◆ HOW TO COMPLETE THIS TASK ◆
Could you output exactly the lines from the one containing "Expected: a point placed on each instance of the girl's face" through the end of the records below, and nothing more?

◆ EXTRACTED ENTRIES ◆
+--

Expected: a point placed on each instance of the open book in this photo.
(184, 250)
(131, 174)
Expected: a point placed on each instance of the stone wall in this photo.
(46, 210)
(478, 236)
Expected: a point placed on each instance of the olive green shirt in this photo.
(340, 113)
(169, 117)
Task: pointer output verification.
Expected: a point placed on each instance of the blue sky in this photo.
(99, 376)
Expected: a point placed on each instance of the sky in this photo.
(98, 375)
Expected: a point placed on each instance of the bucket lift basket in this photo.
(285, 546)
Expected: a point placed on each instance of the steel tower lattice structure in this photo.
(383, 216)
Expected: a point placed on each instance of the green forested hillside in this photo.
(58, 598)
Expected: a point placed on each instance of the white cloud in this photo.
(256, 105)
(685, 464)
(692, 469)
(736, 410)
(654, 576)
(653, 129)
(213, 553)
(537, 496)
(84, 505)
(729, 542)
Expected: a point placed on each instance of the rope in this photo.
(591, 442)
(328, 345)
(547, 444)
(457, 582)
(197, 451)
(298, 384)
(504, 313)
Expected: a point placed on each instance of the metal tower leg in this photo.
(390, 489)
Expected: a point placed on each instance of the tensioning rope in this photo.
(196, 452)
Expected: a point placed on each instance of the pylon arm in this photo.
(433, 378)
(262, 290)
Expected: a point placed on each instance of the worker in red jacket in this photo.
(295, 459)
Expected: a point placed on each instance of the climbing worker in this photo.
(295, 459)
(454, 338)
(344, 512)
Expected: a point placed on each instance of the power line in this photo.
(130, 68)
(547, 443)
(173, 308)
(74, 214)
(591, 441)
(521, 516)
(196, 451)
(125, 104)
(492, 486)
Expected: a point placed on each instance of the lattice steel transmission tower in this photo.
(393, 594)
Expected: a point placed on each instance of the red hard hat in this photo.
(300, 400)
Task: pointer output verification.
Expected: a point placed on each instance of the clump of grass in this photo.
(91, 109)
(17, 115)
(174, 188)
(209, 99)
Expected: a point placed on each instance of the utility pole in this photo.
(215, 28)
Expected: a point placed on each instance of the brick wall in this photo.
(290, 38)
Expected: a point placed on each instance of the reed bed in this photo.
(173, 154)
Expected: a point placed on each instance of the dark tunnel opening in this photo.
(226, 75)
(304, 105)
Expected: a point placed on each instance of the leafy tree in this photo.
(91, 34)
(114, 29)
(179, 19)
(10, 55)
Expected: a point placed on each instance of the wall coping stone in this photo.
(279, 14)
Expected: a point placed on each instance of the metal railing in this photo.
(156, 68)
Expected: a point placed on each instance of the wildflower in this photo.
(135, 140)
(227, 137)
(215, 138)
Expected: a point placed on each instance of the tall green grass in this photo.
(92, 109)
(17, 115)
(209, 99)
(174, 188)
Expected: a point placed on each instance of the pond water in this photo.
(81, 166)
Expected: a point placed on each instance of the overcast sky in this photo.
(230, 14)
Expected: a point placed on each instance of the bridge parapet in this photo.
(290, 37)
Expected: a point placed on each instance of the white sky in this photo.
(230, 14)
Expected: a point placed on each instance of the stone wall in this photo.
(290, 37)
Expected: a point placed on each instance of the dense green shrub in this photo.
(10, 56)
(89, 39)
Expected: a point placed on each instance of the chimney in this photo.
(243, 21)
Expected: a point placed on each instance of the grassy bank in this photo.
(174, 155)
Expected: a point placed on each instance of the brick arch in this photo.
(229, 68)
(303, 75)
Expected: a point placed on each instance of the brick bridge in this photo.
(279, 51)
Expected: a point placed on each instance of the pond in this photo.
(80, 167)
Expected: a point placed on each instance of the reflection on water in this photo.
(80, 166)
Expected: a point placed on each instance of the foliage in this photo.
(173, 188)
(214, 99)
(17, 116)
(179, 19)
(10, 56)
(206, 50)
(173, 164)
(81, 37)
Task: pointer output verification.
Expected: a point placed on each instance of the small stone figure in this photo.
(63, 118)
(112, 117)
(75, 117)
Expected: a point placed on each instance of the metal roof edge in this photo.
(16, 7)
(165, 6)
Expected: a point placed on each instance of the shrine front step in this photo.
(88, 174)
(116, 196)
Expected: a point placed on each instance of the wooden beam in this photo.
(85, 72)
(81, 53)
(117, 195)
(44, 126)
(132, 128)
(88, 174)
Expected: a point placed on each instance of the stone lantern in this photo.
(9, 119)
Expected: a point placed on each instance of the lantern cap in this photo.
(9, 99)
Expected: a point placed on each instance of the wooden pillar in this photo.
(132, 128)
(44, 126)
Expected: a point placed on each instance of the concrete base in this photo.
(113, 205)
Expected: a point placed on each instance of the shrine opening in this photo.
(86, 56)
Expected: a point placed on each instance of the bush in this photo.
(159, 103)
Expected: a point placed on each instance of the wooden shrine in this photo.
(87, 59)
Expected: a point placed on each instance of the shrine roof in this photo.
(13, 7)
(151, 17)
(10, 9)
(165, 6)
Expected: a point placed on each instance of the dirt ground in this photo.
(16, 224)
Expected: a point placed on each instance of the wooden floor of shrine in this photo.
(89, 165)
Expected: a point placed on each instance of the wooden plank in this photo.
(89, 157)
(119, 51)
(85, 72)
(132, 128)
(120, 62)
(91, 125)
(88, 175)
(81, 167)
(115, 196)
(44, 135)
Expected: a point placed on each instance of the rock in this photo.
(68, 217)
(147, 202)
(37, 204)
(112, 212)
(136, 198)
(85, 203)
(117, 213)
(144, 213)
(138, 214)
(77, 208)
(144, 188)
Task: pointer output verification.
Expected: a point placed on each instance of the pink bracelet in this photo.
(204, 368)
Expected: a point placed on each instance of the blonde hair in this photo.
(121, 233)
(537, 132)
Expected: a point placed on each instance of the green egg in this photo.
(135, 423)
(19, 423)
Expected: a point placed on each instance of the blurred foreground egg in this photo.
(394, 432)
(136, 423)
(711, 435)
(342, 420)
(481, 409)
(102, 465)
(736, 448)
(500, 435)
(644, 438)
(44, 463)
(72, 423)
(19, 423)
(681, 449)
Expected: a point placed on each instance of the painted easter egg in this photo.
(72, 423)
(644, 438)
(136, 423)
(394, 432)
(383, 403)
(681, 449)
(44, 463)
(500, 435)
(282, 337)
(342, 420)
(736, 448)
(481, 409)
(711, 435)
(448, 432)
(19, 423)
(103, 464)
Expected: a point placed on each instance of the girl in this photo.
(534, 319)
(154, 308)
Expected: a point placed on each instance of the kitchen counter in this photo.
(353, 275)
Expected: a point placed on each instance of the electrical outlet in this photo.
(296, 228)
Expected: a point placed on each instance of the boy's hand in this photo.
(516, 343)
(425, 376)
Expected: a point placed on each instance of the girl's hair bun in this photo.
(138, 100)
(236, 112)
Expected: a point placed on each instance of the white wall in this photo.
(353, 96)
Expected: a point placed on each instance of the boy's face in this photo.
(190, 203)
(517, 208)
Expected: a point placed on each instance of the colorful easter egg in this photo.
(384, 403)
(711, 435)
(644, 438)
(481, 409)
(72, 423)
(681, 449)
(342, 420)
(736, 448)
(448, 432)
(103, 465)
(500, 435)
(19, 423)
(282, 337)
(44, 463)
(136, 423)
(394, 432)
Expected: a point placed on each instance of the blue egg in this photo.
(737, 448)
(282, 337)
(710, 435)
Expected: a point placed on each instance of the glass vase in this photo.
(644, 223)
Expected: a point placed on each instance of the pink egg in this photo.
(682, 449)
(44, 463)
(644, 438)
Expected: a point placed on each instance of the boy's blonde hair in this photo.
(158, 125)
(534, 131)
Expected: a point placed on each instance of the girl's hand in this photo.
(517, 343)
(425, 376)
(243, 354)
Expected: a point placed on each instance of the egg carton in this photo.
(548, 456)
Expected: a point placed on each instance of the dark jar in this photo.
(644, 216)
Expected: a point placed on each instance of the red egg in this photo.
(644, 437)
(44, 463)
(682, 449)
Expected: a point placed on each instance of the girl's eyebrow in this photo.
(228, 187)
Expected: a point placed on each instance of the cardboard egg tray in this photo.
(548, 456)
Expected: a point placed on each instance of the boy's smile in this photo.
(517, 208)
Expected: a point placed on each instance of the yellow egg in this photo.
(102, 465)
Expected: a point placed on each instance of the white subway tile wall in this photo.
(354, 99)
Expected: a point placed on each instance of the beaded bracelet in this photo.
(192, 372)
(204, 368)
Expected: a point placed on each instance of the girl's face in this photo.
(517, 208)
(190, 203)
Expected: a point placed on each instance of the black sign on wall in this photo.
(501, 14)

+--

◆ TASK RESPONSE ◆
Expected: a point placed on each instance of the girl's face in this photo.
(517, 208)
(190, 203)
Expected: a point placed on each instance of the black sign on wall in this photo.
(501, 14)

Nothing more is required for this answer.